GIVEN TEXT —

# How did you determine your motor size?



## storx (Nov 24, 2013)

I am not asking about the calculations you can use to determine motor sizes and such.. i am just curious how others determined the motor they used in their project or conversion.. I am asking this because i think i am overestimating the amount of power out of an Electric motor i need to drive an 3 wheel reverse trike down the road.. 

I have been thinking kw to hp numbers all this time thinking i would need something between 50-100kw to power my bike.. but i am coming to quick conclusion that this is not the case.. I recently bought an 2012 Chevy Volt for 12.5K out of a bold move to reduce driving cost after totaling my last car.. and i didnt know the electric motor in that car is only 110kw peak pushing a nearly 4,000lb car down the road at no slouch rate.. when i do the math that is about 36lbs/kw ratio.. 

My goal weight on the build is around 800lbs or less for the bike, so if i went off the same principle as the volt for similar acceleration, i would need something around 22-23kw only... hmm 

How did you determine your motor size for your project?


----------



## IchibahnSLC (May 22, 2015)

If I'm to be honest I happened on my fb1-4001a . Got it for $180 so yeah...


----------



## bigmouse (Sep 28, 2008)

Keep in mind that power is only part of the equation.

Power = torque X speed. The beauty of electric motors is that they have full torque at zero speed.

Any torque at 0rpm is 0kW. Your power it determined more by the voltage you can supply than it does with the motor. The motor is all about torque. For an electric motor, torque is roughly equal to current X some constant (torque per amp) factor. So as long as you have that current flowing, you'll have that much torque, no matter what speed.

In short, your Volt has plenty of torque, so it feels fast, even with only 100kW peak power.

Anyway, my motor selections have always been based on the torque capability of the motor, not the power. I just make sure I size the battery and controller to get the amount of torque I want up to whatever RPM I want.


----------



## dcb (Dec 5, 2009)

you kind of do have to look at the calculations...

SHORT PROBLEM A — Output everything in the motor-sizing thread from "Any torque at" down to "100kW peak power.".
SHORT PROBLEM B — Please write the next part of the motor-sizing thread, carrying on from its final line.

LISTING —
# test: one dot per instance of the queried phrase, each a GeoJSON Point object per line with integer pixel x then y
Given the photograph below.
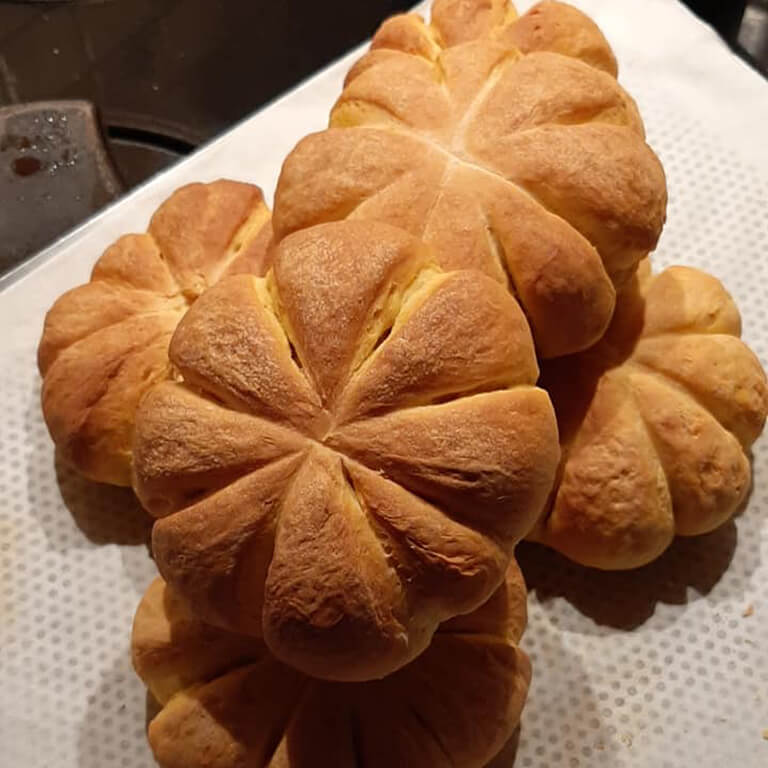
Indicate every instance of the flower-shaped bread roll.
{"type": "Point", "coordinates": [106, 342]}
{"type": "Point", "coordinates": [655, 422]}
{"type": "Point", "coordinates": [355, 449]}
{"type": "Point", "coordinates": [508, 144]}
{"type": "Point", "coordinates": [227, 702]}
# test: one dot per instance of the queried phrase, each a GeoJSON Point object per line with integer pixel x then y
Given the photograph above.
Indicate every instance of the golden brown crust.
{"type": "Point", "coordinates": [505, 143]}
{"type": "Point", "coordinates": [105, 343]}
{"type": "Point", "coordinates": [348, 462]}
{"type": "Point", "coordinates": [655, 423]}
{"type": "Point", "coordinates": [228, 703]}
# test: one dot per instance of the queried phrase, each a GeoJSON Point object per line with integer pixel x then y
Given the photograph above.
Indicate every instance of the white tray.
{"type": "Point", "coordinates": [658, 668]}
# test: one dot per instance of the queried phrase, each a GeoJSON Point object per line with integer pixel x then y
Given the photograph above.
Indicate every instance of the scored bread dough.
{"type": "Point", "coordinates": [226, 702]}
{"type": "Point", "coordinates": [106, 342]}
{"type": "Point", "coordinates": [508, 144]}
{"type": "Point", "coordinates": [355, 448]}
{"type": "Point", "coordinates": [656, 421]}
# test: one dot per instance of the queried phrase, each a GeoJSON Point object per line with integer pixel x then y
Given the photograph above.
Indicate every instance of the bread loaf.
{"type": "Point", "coordinates": [508, 144]}
{"type": "Point", "coordinates": [355, 448]}
{"type": "Point", "coordinates": [105, 343]}
{"type": "Point", "coordinates": [226, 702]}
{"type": "Point", "coordinates": [656, 422]}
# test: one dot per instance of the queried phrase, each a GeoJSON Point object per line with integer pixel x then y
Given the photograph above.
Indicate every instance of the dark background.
{"type": "Point", "coordinates": [166, 75]}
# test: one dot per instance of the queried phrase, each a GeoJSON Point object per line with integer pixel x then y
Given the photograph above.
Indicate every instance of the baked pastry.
{"type": "Point", "coordinates": [105, 343]}
{"type": "Point", "coordinates": [656, 422]}
{"type": "Point", "coordinates": [506, 143]}
{"type": "Point", "coordinates": [227, 702]}
{"type": "Point", "coordinates": [355, 449]}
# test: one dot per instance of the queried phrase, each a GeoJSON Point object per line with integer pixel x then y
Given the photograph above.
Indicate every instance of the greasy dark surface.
{"type": "Point", "coordinates": [166, 75]}
{"type": "Point", "coordinates": [54, 172]}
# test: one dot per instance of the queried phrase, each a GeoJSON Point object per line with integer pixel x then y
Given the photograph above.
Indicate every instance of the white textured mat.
{"type": "Point", "coordinates": [666, 667]}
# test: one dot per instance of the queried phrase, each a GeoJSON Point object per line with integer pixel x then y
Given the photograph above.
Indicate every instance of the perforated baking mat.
{"type": "Point", "coordinates": [665, 667]}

FINAL ANSWER A —
Any torque at 0rpm is 0kW. Your power it determined more by the voltage you can supply than it does with the motor. The motor is all about torque. For an electric motor, torque is roughly equal to current X some constant (torque per amp) factor. So as long as you have that current flowing, you'll have that much torque, no matter what speed.

In short, your Volt has plenty of torque, so it feels fast, even with only 100kW peak power.

FINAL ANSWER B —
you need to have a reasonable guess on the aerodynamic and friction drag of your vehicle at different speeds, this tells you how much hp you need to achieve a given speed, and top speed (assuming you gear it right) on a level road with no wind for a given horsepower.

Acceleration is a function of power and weight (and gearing).

With gearing you can trade top speed for acceleration, but acceleration is limited by tire slip, especially in a reverse trike, so there isn't any point in delivering much more torque to the rear wheel than it can handle if you are thinking about a single speed (it will only reduce your top speed). More calculations...

But the actual motor selection for me was a cheap 60hp ac motor for a motorcycle...


----------



## storx (Nov 24, 2013)

dcb said:


> you kind of do have to look at the calculations...
> 
> you need to have a reasonable guess on the aerodynamic and friction drag of your vehicle at different speeds, this tells you how much hp you need to achieve a given speed, and top speed (assuming you gear it right) on a level road with no wind for a given horsepower.
> 
> ...


Which motor did you use that was a cheap 60hp ac motor?


----------



## dcb (Dec 5, 2009)

it was an ac24ls, a couple hundred on ebay, but sorting out the controller is another matter (which requires some calculating, or get a match set) as are suitable high voltage batteries, etc. A brushed controller is much simpler to sort out. You can also surf evalbum.com for motorcycles to see what other people use and what sort of performance they report, and add some fudge for being a trike.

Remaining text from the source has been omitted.